WORK TO COMPLETE: Please transcribe every record below exactly as it appears.

EXERCISE INPUT:
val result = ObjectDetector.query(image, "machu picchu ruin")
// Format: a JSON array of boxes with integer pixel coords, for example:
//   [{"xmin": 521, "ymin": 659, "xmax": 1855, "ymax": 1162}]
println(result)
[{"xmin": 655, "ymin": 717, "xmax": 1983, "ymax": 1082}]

SOLVED EXERCISE:
val result = ObjectDetector.query(image, "machu picchu ruin")
// Format: a JSON array of boxes with integer pixel coords, for example:
//   [{"xmin": 521, "ymin": 659, "xmax": 1855, "ymax": 1162}]
println(result)
[{"xmin": 655, "ymin": 717, "xmax": 1983, "ymax": 1082}]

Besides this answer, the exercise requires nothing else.